* _What the task asks_
Repeat every line of the records below, requests included, and offset each coordinate pair in the answers by adding 128 to both of its numbers.

* _Task inputs_
+===+

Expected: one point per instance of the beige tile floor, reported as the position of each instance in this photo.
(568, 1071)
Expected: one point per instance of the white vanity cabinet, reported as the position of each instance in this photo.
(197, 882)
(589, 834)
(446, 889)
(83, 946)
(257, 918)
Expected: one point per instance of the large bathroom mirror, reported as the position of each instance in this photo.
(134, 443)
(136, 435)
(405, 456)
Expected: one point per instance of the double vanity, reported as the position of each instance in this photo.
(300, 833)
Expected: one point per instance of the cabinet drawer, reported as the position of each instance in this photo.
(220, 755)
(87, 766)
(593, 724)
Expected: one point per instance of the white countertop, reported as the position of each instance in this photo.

+===+

* _The output_
Expected: one point per instance of the beige tile floor, reported as the position of each instance in this photo.
(696, 1199)
Expected: one point per instance of the white vanity cabinet, reported as the position of each instance in this photo.
(325, 1010)
(717, 962)
(574, 1017)
(211, 1074)
(385, 1046)
Expected: one point per instance of the large bathroom mirror, reported as the position of each instance in this photo.
(262, 571)
(264, 563)
(533, 584)
Expected: one point per instance of the double vanity, reported as the position of each instance in this photo.
(428, 961)
Expected: one point per instance of the cabinet drawer, reported as the position of each instance in this photo.
(348, 883)
(215, 894)
(721, 852)
Expected: one point per instance of the white countertop, reported as the position of each instance in this photo.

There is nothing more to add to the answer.